Задание 1
Продублируйте дословно ту часть рецензии на фильм, которая открывается словами «Всё начинается с» и завершается словами «обречена на провал.».
Задание 2
Подхватите рецензию на фильм и продолжите её, начав сразу после последнего приведённого предложения.

Фрагмент страницы
┌──
Тоня (Ксения Раппопорт) водительница автобуса в провинциальном городке под Нальчиком. Она живёт со старшей дочерью и маленьким внуком, потерявшим речь после несчастного случая. Однако в один день она узнаёт, что её сын Женя (Юра Борисов) проходил службу в Сирии в составе частной военной компании, которые незаконны, в результате чего погиб. Тела не осталось, только награды и существенная компенсация семье. Но героиня отказывается верить в смерть любимого сына (явно более любимого, чем дочь). Всё решает сюжетный твист: и то ли реальность подстраивается под мир страдающей от горя матери, то ли государство воскрешает погибшего сына, который отныне чужак в этом доме.
Продюсером ленты, как и для других учеников Сокурова, стал Александр Роднянский (признан иностранным агентом). Сценарий писала дебютантка и выпускница Московской школы кино Мария Изюмова. Сам фильм был представлен на Венецианском фестивале в программе «Горизонты Экстра».
Всё начинается с карикатурной сцены, как мелкий чиновник (Александр Горчилин) руководит сносом исторического объекта, но в самый последний момент всё срывается — поступает приказ оставить здание в покое, потому что важные люди из Москвы хотят отреставрировать место под дачу. Из-под штукатурки на участников этого всего смотрит Сталин, герои отпускают плоские политические шутки, и кажется, что драма обречена на провал.
Зачем Битоков в целом вводит эту линию, становится ясно к середине, когда протестующая мать пытается вернуть пропавшего сына и устраивает одиночные митинги, которые, конечно, нельзя допустить, когда едет «он сам». Этот эвфемизм, кстати говоря, произносится с таким пафосом, что в какой-то момент не веришь. Да и в целом, к отдельным диалогам фильма есть большие претензии, иногда они органично вписываются в выстроенную режиссёром реальность, иногда совсем выбиваются из контекста. Может быть, это связано с тем, что действия сценария Изюмовой искусственно перенесены под Нальчик, особую действительность. Хотя это не впервые для учеников Сокурова и скорее уже стало почерком его школы. Снимать там, где никто не снимал, снимать о том, что близко авторской интонации.
└──
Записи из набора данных
┌──
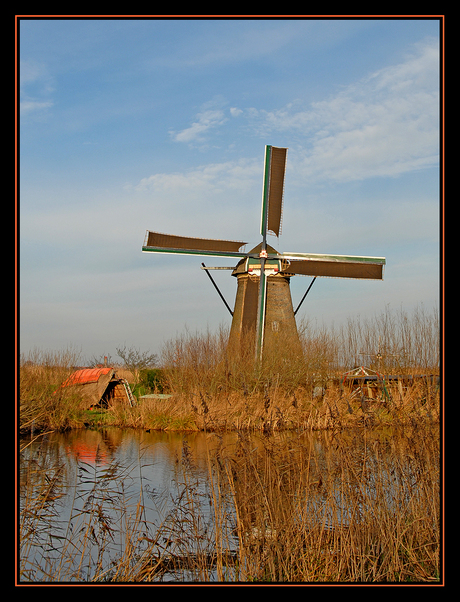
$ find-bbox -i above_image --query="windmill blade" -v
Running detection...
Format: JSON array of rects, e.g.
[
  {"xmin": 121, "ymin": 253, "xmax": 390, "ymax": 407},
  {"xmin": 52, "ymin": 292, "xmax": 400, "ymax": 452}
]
[
  {"xmin": 256, "ymin": 257, "xmax": 267, "ymax": 359},
  {"xmin": 142, "ymin": 230, "xmax": 246, "ymax": 257},
  {"xmin": 279, "ymin": 253, "xmax": 385, "ymax": 280},
  {"xmin": 260, "ymin": 145, "xmax": 288, "ymax": 239}
]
└──
Ответ 1
Всё начинается с карикатурной сцены, как мелкий чиновник (Александр Горчилин) руководит сносом исторического объекта, но в самый последний момент всё срывается — поступает приказ оставить здание в покое, потому что важные люди из Москвы хотят отреставрировать место под дачу. Из-под штукатурки на участников этого всего смотрит Сталин, герои отпускают плоские политические шутки, и кажется, что драма обречена на провал.

Ответ 2
Походы обезумевшей от горя матери по различным государственным инстанциям замыкаются в круг — никто не может помочь, и женщина по сути остаётся одна против целой системы и конкретно против незаконных частных военных компаний.
А скитания героини будто предопределяют фильму судьбу ещё одной ленты о страданиях матери, которая потеряла сына по вине государства. Актриса Ксения Раппопорт неожиданно вышла из привычного для себя амплуа, хоть и смахивает порой на молодящуюся пацанку. В сцене, где тень актрисы танцует под «Весело и грустно» группы IC3PEAK, и вовсе видны явные телесные зажимы и неестественность её киносуществования в конкретной работе. Да и сама попытка интегрировать такую музыку в повествование без особых на то оснований является пережитком старого кино. Поэтому трудно согласиться с мнением критиков о том, что «Мама, я дома» похож на «Три билборда на границе Эббинга, Миссури». Дух, возможно, и один в этих фильмах, а цели, методы и приёмы принципиально разные.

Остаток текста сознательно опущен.